▶ [Required task]: Rewrite all of the records below as a numbered list, dropping any blank lines.
start
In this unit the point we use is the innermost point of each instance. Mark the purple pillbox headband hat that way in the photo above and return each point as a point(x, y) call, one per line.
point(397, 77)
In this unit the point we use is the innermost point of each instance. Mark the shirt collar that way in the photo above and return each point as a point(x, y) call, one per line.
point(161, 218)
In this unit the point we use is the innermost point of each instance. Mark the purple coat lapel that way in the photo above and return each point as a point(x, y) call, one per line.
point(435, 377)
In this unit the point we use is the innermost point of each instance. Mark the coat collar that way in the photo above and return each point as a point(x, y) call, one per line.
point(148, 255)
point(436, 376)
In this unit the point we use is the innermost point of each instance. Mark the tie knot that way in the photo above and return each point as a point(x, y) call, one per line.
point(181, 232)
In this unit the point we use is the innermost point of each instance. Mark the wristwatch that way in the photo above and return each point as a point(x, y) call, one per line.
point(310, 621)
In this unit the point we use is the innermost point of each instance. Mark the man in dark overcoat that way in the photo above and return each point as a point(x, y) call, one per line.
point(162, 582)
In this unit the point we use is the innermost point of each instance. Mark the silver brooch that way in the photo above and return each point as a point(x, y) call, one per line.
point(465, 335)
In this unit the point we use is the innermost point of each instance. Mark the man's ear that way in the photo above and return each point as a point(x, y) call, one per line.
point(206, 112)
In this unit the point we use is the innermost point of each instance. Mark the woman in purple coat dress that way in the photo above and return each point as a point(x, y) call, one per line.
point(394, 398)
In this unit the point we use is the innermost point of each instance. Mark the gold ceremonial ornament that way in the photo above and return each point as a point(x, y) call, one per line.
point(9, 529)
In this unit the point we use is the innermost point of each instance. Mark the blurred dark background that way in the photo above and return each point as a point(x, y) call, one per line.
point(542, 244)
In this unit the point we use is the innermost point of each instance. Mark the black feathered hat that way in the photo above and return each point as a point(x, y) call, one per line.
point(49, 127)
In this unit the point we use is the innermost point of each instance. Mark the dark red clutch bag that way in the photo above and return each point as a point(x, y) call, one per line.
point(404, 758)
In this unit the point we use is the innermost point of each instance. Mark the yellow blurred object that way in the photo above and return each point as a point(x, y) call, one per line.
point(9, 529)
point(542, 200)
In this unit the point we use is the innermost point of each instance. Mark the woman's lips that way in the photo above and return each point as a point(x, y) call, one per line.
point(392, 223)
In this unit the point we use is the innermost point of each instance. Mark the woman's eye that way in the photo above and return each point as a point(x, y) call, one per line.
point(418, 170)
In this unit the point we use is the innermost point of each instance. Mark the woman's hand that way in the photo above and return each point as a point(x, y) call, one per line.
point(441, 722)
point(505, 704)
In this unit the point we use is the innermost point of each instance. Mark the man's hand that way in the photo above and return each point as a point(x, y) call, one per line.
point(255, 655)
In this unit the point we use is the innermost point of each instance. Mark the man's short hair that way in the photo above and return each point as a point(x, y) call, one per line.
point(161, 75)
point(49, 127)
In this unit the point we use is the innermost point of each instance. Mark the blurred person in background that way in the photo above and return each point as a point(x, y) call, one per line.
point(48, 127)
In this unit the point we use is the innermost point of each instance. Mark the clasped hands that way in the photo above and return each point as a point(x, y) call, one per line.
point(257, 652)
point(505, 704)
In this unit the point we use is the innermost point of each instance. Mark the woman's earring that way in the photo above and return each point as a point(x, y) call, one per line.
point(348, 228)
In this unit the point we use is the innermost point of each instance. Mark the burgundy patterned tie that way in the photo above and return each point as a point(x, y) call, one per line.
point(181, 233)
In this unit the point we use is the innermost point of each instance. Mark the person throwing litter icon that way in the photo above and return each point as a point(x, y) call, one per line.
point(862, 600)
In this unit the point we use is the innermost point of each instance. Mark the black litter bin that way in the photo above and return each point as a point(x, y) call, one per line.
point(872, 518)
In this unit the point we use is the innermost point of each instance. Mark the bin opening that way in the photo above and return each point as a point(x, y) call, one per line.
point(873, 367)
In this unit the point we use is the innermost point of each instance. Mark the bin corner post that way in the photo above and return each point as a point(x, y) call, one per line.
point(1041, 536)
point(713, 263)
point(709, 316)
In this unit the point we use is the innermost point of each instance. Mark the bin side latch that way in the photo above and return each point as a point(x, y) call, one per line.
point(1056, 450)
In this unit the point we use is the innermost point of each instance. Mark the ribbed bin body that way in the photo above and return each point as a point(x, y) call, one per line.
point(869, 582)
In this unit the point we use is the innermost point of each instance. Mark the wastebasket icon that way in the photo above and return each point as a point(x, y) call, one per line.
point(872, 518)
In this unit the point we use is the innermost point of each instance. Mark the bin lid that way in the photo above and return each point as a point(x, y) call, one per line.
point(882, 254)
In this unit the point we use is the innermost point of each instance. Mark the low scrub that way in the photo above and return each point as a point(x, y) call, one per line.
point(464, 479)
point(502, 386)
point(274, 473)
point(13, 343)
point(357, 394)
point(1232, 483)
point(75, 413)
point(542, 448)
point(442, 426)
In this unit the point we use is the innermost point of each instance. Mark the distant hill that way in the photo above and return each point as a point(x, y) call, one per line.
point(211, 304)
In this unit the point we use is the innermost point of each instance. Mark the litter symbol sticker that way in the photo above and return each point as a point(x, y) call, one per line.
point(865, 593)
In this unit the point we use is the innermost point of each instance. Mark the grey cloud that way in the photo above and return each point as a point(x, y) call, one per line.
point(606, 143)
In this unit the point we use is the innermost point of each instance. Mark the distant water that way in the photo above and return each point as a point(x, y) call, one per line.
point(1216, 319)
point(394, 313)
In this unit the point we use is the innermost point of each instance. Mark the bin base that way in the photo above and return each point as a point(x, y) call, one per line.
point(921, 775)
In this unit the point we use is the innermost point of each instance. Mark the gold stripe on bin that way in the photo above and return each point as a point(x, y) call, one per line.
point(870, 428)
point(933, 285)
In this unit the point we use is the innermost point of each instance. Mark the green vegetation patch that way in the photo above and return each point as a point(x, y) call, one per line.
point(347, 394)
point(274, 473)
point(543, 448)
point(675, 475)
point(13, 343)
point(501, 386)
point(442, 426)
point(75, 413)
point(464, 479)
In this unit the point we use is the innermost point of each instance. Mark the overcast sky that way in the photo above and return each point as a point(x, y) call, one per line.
end
▶ [Response to the exercise]:
1. In this unit the point we use is the innermost point of each instance. Mark the purple pillbox headband hat that way in the photo above and return each point as a point(x, y) call, one per line.
2. point(397, 77)
3. In this unit the point we use is the innermost point of each instance. Mark the shirt collar that way in the photo above and return each point as a point(x, y) call, one per line.
4. point(161, 218)
5. In this unit the point we use is the innermost point of each instance. Mark the purple coat lapel that way in the photo above and return each point as a point(x, y) call, one per line.
6. point(435, 377)
7. In this unit the point we use is the innermost point of each instance. Mark the coat collar that way in the photo above and return each point as a point(x, y) call, one per line.
8. point(148, 255)
9. point(436, 376)
10. In this unit the point we use is the innermost point of each instance. Mark the tie knot that way in the photo above and return each point as a point(x, y) call, one per line.
11. point(181, 232)
12. In this unit the point we use is the innermost point of each instance. Mark the wristwatch that way in the photo above and return each point as a point(x, y) call, one per line.
13. point(310, 621)
14. In this unit the point we use is the innermost point of each instance. Mark the man in dark overcoat that way in the photo above and return each point as a point(x, y) call, one per line.
15. point(162, 582)
16. In this unit the point we use is the innermost point of each instance. Mark the silver brooch that way in the photo above and return each point as a point(x, y) call, one per line.
17. point(465, 335)
18. In this unit the point we use is the innermost point of each instance. Mark the man's ear that way in the photo above and return each point as a point(x, y) call, one per line.
19. point(206, 112)
20. In this unit the point we use is the innermost point of each instance. Mark the woman in purple coat dress that way in the photo above and return each point as a point(x, y) call, one per line.
21. point(394, 398)
22. In this unit the point we use is the innermost point of each instance. Mark the gold ceremonial ornament that way in the photo above and return each point as a point(x, y) call, one per line.
23. point(9, 529)
24. In this unit the point we use is the innermost point of each instance. Mark the blurred dark background that way in the photo above and return each point as a point(x, y) call, one per line.
25. point(542, 244)
26. In this unit the point we use is the innermost point of each instance. Mark the black feathered hat that way in the photo above and return each point as a point(x, y) call, one per line.
27. point(49, 127)
28. In this unit the point we use is the innermost point of each instance. Mark the dark red clutch bag that way in the photo above and return each point as a point(x, y) call, one per line.
29. point(404, 758)
30. In this unit the point we use is the innermost point of each instance. Mark the yellow blurred object that way in the photo above and return each point as a point(x, y) call, one per line.
31. point(9, 529)
32. point(542, 200)
33. In this unit the point we use is the innermost point of each instance. Mark the woman's lips that way in the photo above and return each point as a point(x, y) call, one per line.
34. point(392, 223)
35. In this unit the point we use is the innermost point of each instance. Mark the woman's eye that way in the photo above and return each point as a point(x, y) call, one per line.
36. point(418, 170)
37. In this unit the point we use is the innermost point of each instance. Mark the woman's hand that way in the photo above and return each point as a point(x, y) call, one per line.
38. point(441, 722)
39. point(505, 704)
40. In this unit the point we use is the innermost point of each instance. Mark the man's hand that way in the photo above and return each point as a point(x, y) call, one per line.
41. point(255, 655)
42. In this unit the point we use is the innermost point of each instance. Mark the man's short hair that way in the photo above and return each point as a point(x, y) call, one per line.
43. point(161, 75)
44. point(49, 127)
45. In this unit the point we use is the innermost point of each instance. Mark the blurred person in background that way in the photo above and return each point as a point(x, y) call, one per line.
46. point(48, 127)
47. In this unit the point we use is the innermost point of each instance. Mark the clasped hands that way in the photo above and return each point as a point(x, y) call, one per line.
48. point(257, 652)
49. point(505, 704)
50. In this unit the point we use is the innermost point of each instance. Mark the woman's earring that way in the photo above and return each point as a point(x, y) call, one per line.
51. point(348, 228)
52. In this unit the point we use is the innermost point of each instance. Mark the burgundy patterned tie that way in the photo above and return each point as a point(x, y) call, one per line.
53. point(181, 233)
54. In this unit the point we use is the innermost point of each instance. Mark the person throwing litter icon that way in the photo above and return each point as a point(x, y) call, one per line.
55. point(862, 600)
56. In this unit the point we use is the innermost point of each instance. Mark the black litter bin that way in the photo above and return each point as a point(x, y) call, one per line.
57. point(872, 518)
58. In this unit the point we use is the innermost point of each instance. Mark the bin opening that way in the photo above and return each point as a point(x, y) call, one per line.
59. point(873, 367)
60. In this unit the point we use is the innermost point of each instance. Mark the bin corner post that way in the photo above and return each point as a point(x, y) call, one per line.
61. point(1041, 536)
62. point(713, 263)
63. point(709, 316)
64. In this unit the point we use is the innermost point of each instance. Mark the bin side latch that way in the photo above and return each point as a point(x, y) call, one per line.
65. point(1056, 450)
66. In this unit the point we use is the innermost point of each instance. Mark the ribbed bin body that way in the photo above and return each point as a point(x, y) call, one per line.
67. point(869, 582)
68. In this unit the point we use is the innermost point of each instance. Mark the wastebasket icon that way in the photo above and return each point as a point(x, y) call, one per line.
69. point(872, 518)
70. In this unit the point we use is the innermost point of each instance. Mark the bin lid that way in the photo above and return each point as a point(x, y) call, one per line.
71. point(882, 254)
72. In this unit the point we use is the innermost point of each instance. Mark the low scrub that way in the photo above and return each point as a point(x, y) call, one per line.
73. point(464, 479)
74. point(502, 386)
75. point(274, 473)
76. point(13, 343)
77. point(357, 394)
78. point(1232, 483)
79. point(75, 413)
80. point(542, 448)
81. point(442, 426)
82. In this unit the point we use is the innermost point of each instance. Mark the distant hill that way in the photo above and return each point as a point(x, y) call, one per line.
83. point(211, 304)
84. In this unit the point we use is the innermost point of each instance. Mark the litter symbol sticker that way in the photo above and return each point as a point(x, y) call, one per line.
85. point(865, 593)
86. In this unit the point we use is the innermost point of each instance. Mark the grey cloud that way in the photo above and return each point as a point(x, y) call, one per line.
87. point(606, 143)
88. In this unit the point we use is the innermost point of each instance. Mark the distant water that way in the photo above and return each point as a point(x, y) call, one per line.
89. point(1216, 319)
90. point(394, 313)
91. In this unit the point we use is the innermost point of each instance. Mark the bin base that way in the photo above and return each point as a point(x, y) call, one per line.
92. point(921, 775)
93. In this unit the point we use is the innermost point of each instance. Mark the gold stripe on bin that way in the photo above and return each point as a point(x, y) call, one per line.
94. point(870, 428)
95. point(933, 285)
96. In this unit the point we use is the innermost point of each instance. Mark the green vegetation patch that way in the photo above and return each point as a point(x, y) call, one per line.
97. point(347, 394)
98. point(274, 473)
99. point(543, 448)
100. point(675, 475)
101. point(13, 343)
102. point(501, 386)
103. point(442, 426)
104. point(75, 413)
105. point(464, 479)
106. In this unit the point we use is the innermost point of each instance. Mark the overcast sky that way in the photo above and return each point as a point(x, y) call, one per line.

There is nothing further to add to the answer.